> [Passage to read]
#####

I think it's more like people forgot the equations they memorized the night before, and they don't know how to derive it.
buffordboy23
#18
Apr4-09, 10:10 AM
P: 540
Quote Quote by khemix View Post
I'm surprised you'd defend science and not history, as I was expecting more criticism for removing a history course which at least gives young students culture.
I just now had a chance to read your response. Don't get me wrong. I think history is important too, because of the reasons you mentioned and more. My window of perspective in the educational world was science, so I know now how important the structuring of the K-12 science curriculum is rather than the history curriculum.

The OP's post falls under the general category of how we can improve mathematics education. It's funny that you mentioned the removal of certain elementary school subjects to achieve this end, since I know that some school districts in the U.S. have previously done so to focus on mathematics. Why did they do this? Because of their students' poor performance on high-stakes standardized tests and the negative consequences that would follow.

#####

> [Collected material]

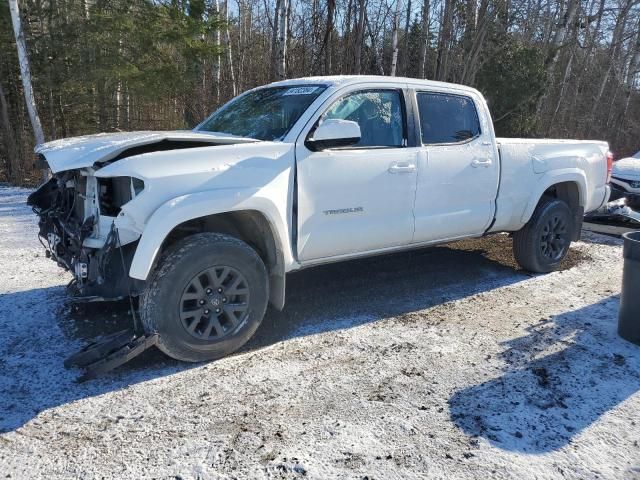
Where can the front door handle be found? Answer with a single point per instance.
(402, 167)
(481, 162)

#####

> [Exercise requirements]
1) Rewrite the forum post on school curricula starting with "buffordboy23" and going on through "young students culture.", renaming "science" as "mathematics".
2) Translate this sentence from the forum post on school curricula into Spanish: "I think history is important too, because of the reasons you mentioned and more."
3) Continue the forum post on school curricula from the point where it stops.
The data above were taken from a separate source.

> [Written responses]
1)
buffordboy23
#18
Apr4-09, 10:10 AM
P: 540
Quote Quote by khemix View Post
I'm surprised you'd defend mathematics and not history, as I was expecting more criticism for removing a history course which at least gives young students culture.

2) Creo que la historia también es importante, por las razones que mencionaste y más.

3)
In my opinion, this is not the answer. The thinking is somewhat analogous to throwing more and more money into education in the hopes that achievement scores will rise. Elementary subjects are the foundation of higher learning, so we must not sacrifice them. It's unfortunate that your science teacher was not qualified to teach science (although they may or may not have their teaching certificate), but this is one part of the problem, which also pertains to mathematics education. From my experience as a student and as a teacher, I see that much of mathematics education is based upon memorization. This does not lead to true understanding of the subject. Moreover, not exposing students to proofs and similar methods of mathematical thinking in their K-12 education is a great disservice to our students, because this is the central force that drives our discoveries in mathematics and students don't recognize and appreciate that.